TASK ITEM A
In the Colossal Cave Adventure post, how many treasures must be returned to the starting location for the game to count as played "well"?
TASK ITEM B
Continue the Colossal Cave Adventure post from where it stops.

PASSAGE SHOWN
┄┄┄┄┄┄

Colossal Cave Adventure was an early text adventure game originally written in 1976. It has the player explore a virtual cave full of treasure and hazards by entering commands of 1-2 words into a simple text parser. The goal is to pick up treasures found in the cave and bring them back to the starting room. There are many versions of the game available today, but the most common one has a total 15 treasures to find. (The test data in this repository includes logs from representative playthroughs.)
Since it's a text-only game with no graphics to interpret and no real-time decision-making, an LLM capable of world-modeling and physical reasoning should have a vastly easier time playing it than playing a bunch of Atari games, right? Right?
Granted, a lot of the puzzles in the game are pretty obscure, and most human players would probably struggle to play the game to completion. So for purposes of this market, let's define playing the game "well" to mean finding and returning at least 5 treasures.
This market will resolve YES if someone posts in the comments a way of prompting a GPT or GPT-like model to produce commands in the game that result in 5 treasures being returned to the start location before the close date, and NO otherwise.
Considerations:
Similar to the Sudoku market, the prompting strategy should consist only of some amount of introductory material, and then a series of fixed "turns" where the only text that varies is that produced by the game itself. Essentially, it should be possible to write an automated script that shuffles data from the game runtime into GPT and back, without a human involved in the process.
On the other hand, it's fine if, in order to save tokens, each "turn" of the prompt incorporates simple state information like the current inventory or the name of the current room, as long as it's information that would be readily accessible to a human player through in-game commands. Just no giving it extra hints specific to the current game state.

┄┄┄┄┄┄

[Records from a dataset]

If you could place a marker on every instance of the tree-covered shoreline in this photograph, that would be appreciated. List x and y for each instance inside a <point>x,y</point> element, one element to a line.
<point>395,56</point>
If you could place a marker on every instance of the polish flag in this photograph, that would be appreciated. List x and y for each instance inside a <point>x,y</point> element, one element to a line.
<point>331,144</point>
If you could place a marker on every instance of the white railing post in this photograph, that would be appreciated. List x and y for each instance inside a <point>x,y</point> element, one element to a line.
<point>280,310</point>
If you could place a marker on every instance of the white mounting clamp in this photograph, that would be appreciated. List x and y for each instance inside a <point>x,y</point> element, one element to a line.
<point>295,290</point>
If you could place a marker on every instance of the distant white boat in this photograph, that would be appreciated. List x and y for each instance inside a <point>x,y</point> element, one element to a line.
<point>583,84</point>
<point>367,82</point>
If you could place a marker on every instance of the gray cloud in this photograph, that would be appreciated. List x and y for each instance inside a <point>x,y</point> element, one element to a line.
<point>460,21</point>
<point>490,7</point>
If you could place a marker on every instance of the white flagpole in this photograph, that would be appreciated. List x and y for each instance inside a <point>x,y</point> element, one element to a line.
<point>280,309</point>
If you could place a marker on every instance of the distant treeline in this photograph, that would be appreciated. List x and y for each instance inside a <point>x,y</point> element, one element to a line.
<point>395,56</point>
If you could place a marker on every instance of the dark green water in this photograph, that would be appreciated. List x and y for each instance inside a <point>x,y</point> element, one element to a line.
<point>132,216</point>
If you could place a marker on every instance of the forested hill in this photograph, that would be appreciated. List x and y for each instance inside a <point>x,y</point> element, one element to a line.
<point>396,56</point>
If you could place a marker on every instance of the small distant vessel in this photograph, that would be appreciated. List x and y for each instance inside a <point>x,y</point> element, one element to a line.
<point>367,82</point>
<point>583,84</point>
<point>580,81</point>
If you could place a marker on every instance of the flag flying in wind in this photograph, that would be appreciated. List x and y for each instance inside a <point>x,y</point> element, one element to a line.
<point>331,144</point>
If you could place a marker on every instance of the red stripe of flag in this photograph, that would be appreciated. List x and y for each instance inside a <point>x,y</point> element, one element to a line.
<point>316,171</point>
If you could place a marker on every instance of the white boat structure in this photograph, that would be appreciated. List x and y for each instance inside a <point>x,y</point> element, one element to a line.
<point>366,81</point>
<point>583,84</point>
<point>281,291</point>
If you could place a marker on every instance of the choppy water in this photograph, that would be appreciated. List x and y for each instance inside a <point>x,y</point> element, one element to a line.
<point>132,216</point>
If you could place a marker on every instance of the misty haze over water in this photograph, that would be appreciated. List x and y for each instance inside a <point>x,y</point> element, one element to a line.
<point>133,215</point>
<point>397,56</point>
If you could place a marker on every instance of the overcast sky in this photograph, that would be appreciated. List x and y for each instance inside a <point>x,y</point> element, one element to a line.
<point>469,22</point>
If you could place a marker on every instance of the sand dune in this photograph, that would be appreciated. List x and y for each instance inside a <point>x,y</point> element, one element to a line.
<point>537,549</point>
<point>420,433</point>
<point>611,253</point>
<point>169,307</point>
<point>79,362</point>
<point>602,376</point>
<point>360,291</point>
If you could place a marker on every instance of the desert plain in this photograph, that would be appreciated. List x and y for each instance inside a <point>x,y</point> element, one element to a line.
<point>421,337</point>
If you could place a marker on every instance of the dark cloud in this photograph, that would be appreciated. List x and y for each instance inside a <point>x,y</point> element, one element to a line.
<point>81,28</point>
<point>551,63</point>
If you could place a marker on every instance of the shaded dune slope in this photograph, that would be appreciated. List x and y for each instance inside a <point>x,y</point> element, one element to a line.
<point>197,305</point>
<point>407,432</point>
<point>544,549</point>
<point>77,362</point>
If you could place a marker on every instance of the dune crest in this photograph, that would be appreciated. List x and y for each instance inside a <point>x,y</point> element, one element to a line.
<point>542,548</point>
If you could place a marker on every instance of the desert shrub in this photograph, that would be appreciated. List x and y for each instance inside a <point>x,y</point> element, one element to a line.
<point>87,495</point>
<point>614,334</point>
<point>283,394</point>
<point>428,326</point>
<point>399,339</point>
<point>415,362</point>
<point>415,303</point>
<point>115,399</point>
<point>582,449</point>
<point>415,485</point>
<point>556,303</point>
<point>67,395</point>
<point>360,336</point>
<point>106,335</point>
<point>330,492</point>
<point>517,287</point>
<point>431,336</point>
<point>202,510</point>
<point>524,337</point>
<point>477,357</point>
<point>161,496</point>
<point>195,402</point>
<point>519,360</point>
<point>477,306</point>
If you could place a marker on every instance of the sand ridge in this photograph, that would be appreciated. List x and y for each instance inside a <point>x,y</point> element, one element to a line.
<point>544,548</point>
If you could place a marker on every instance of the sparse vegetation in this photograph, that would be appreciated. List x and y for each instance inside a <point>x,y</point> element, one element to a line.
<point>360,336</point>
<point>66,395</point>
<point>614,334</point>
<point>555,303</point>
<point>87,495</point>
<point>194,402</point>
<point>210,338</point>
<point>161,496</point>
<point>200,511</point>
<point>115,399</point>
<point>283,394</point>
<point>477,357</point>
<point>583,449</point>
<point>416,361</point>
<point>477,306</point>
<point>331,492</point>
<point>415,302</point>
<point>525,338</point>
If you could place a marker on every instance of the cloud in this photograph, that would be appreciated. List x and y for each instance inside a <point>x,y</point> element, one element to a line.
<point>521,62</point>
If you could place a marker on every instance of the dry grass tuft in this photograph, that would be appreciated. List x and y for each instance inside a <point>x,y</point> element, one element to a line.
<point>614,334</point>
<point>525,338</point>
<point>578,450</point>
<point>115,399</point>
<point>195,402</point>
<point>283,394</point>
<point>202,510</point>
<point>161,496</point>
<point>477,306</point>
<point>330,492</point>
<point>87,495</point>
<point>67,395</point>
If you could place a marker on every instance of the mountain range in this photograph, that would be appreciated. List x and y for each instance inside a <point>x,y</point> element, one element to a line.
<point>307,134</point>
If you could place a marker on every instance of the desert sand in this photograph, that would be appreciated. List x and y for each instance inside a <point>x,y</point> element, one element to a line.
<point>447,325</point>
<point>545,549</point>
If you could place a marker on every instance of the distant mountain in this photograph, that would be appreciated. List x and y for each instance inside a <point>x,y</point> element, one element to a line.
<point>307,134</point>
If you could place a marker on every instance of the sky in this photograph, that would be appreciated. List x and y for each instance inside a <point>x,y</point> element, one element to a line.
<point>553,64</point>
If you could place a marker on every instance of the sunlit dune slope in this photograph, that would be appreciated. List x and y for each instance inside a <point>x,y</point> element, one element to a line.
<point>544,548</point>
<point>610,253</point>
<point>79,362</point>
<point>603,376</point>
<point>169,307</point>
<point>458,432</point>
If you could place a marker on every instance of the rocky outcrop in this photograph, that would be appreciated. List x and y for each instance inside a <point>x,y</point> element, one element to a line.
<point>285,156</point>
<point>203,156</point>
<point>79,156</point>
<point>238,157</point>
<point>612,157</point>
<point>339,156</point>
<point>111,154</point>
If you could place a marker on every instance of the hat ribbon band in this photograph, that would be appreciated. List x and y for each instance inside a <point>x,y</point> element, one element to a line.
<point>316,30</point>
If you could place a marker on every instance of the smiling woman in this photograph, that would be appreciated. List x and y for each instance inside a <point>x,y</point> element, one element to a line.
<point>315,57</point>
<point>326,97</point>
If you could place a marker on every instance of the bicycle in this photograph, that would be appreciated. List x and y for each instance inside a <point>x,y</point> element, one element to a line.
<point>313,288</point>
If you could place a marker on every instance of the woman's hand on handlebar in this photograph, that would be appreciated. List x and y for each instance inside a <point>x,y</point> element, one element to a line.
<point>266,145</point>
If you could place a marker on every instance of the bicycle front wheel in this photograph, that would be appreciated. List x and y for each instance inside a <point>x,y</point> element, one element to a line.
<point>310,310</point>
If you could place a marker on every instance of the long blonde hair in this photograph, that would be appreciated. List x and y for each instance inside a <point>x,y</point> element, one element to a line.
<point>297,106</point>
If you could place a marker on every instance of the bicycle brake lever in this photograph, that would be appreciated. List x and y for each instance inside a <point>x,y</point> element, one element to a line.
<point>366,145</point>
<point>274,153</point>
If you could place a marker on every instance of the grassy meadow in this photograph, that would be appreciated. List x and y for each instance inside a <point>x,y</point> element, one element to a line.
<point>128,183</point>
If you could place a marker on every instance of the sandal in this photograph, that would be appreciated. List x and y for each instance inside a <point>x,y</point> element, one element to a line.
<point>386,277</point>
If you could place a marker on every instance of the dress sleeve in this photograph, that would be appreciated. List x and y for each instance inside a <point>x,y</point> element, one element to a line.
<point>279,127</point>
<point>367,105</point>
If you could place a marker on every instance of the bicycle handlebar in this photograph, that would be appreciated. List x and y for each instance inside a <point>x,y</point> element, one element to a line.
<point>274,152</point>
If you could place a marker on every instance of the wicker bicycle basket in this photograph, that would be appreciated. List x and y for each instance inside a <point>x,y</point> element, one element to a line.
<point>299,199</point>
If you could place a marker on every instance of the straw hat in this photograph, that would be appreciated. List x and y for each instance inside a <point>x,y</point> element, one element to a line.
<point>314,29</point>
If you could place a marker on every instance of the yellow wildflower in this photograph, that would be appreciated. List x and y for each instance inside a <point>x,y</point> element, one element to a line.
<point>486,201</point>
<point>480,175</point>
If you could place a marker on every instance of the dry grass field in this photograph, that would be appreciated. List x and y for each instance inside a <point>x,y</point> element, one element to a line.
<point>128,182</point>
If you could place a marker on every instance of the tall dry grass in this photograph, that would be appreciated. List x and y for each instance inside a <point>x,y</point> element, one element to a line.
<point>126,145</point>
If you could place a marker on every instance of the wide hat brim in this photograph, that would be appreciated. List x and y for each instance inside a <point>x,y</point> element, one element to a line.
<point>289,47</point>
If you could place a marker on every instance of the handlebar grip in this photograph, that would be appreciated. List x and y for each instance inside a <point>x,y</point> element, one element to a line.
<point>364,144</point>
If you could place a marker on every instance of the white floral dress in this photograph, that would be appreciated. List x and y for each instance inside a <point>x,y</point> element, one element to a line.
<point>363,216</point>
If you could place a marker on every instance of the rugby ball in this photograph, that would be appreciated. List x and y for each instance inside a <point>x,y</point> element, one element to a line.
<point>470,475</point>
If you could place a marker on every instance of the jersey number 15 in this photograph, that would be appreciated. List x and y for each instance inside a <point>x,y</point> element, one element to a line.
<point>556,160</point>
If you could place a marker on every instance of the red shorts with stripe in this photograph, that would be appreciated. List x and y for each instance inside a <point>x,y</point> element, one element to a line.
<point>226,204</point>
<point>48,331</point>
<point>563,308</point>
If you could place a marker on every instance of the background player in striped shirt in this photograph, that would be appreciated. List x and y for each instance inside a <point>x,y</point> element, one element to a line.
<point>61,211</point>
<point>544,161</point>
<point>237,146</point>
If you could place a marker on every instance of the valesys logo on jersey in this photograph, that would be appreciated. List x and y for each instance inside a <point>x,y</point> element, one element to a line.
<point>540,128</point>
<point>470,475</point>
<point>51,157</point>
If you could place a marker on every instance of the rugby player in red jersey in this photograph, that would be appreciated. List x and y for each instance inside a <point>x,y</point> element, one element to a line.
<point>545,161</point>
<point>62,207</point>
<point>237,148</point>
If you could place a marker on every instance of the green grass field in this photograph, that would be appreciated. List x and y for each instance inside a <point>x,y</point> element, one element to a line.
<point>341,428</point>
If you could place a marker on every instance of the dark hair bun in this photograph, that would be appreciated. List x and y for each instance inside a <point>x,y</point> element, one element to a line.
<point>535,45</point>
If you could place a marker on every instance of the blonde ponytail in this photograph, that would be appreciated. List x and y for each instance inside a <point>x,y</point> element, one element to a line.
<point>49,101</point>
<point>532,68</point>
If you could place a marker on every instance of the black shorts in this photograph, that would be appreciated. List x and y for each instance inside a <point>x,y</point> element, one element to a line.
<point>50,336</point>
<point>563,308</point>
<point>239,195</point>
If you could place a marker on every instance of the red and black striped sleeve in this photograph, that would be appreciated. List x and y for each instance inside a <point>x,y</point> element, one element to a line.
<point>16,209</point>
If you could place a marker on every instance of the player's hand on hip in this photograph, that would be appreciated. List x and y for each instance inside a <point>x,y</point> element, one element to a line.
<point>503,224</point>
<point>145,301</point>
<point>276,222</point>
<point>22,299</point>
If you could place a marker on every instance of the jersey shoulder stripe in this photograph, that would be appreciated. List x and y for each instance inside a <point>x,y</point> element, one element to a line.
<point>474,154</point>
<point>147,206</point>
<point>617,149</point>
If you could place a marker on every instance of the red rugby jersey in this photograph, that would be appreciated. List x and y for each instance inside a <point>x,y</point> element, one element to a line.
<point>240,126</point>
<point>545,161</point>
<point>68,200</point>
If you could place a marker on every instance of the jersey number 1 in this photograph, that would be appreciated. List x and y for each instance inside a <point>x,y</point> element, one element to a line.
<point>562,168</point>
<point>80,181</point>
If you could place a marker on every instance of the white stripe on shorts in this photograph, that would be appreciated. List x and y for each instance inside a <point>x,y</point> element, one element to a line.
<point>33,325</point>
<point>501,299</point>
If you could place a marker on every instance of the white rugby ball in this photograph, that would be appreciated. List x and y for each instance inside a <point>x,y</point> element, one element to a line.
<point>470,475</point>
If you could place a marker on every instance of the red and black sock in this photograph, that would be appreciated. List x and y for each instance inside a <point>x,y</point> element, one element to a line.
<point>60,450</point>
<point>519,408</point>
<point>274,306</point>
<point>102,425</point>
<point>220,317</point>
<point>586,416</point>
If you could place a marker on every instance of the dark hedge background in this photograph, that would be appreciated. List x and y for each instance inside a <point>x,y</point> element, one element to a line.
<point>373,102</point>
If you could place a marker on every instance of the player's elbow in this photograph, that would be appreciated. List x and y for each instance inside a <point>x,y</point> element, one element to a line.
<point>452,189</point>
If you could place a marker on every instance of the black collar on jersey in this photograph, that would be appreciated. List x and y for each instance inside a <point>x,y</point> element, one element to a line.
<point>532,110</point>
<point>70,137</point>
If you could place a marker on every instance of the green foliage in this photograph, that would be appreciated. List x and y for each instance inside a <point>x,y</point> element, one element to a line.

┄┄┄┄┄┄

EXPECTED ANSWER A
At least 5 treasures.

EXPECTED ANSWER B
The model should not make use of external API calls or plug-ins. The goal here is to test the capabilities of an unaided neural network.
Despite the title, I don't particularly mind if someone does this on some other GPT-like LLM instead, as long as it can be guaranteed that it isn't making use of web search or other external APIs. But, since the goal is to test the capabilities of models trained on general knowledge, I think it's probably simplest to keep this a prompt engineering challenge and disallow training custom models for it.
Unless someone has a strong reason to think that the task is significantly easier or harder on some particular version of the game, any version of Colossal Cave Adventure that is convenient to interface with the model is acceptable. The closest thing to a modern "official" version I'm aware of is this C port of the original code. This Python version is probably the simplest way to incorporate the game into GPT scripts.
If, in the course of playing the game, the model starts probing the game's parser for vulnerabilities or displays an unusual amount of interest in paperclips, please turn it off immediately.
I will not be betting in this market.